## START DATA FOR THIS EXERCISE
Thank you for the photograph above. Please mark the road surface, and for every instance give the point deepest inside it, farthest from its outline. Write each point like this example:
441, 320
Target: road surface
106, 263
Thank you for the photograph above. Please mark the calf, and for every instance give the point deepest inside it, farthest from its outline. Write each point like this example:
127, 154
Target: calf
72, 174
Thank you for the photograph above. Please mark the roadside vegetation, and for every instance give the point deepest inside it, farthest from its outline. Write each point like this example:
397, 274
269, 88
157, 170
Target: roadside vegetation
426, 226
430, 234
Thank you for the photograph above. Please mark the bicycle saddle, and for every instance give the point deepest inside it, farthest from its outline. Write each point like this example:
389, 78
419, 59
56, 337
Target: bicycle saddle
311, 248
## END DATA FOR THIS EXERCISE
## START DATA FOR THIS EXERCISE
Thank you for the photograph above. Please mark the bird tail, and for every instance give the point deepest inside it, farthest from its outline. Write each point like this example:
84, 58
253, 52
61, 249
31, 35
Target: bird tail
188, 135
## END DATA FOR THIS EXERCISE
## START DATA FOR THIS EXERCISE
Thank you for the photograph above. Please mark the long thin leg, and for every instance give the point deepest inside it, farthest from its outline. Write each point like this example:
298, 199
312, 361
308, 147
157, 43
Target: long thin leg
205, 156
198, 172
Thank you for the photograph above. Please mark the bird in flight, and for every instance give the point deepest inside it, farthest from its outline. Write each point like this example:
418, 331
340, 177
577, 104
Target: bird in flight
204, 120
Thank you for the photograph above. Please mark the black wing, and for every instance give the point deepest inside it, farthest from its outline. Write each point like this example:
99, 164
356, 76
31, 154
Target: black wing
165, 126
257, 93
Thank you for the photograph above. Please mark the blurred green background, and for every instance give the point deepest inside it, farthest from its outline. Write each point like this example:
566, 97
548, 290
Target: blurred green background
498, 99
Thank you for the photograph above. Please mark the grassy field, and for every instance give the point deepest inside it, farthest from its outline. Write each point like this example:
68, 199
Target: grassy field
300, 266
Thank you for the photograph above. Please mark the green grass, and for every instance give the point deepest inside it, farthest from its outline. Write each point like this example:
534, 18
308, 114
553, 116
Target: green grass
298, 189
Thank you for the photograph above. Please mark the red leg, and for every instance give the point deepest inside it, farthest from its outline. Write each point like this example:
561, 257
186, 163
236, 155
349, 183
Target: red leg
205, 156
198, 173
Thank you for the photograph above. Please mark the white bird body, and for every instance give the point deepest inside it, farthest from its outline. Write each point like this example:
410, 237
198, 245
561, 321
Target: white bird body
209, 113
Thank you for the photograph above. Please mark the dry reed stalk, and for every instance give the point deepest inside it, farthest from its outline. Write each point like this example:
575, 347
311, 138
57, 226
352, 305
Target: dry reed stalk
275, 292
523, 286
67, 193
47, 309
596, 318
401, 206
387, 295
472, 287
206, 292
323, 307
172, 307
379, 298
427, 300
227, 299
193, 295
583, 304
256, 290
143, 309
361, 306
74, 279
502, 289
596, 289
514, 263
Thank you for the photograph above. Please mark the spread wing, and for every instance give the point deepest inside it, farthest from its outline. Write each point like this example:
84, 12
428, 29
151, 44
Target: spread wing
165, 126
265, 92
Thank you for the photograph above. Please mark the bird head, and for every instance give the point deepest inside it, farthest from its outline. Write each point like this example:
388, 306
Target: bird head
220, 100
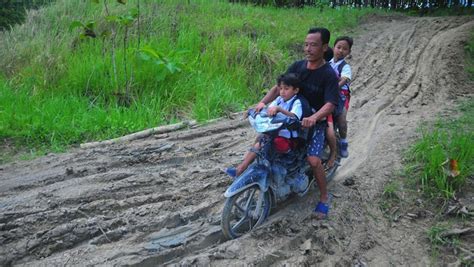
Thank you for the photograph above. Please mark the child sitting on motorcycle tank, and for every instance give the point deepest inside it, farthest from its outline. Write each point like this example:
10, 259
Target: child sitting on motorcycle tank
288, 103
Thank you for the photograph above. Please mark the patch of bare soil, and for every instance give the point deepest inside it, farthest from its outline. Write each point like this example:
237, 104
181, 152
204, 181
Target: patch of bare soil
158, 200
## END DATA FOR THIS EXERCISE
THE EXERCISE: Which lines in the rows above contain the word "child"? Gather every one of them.

RESULT OF THIS TASK:
Thank you for the photograph above. Please mark the child sitting on motorcycle tank, and for every instance give the point deepest inside it, farthest from its outline. Write each point like this example:
Target: child sitting on motorcycle tank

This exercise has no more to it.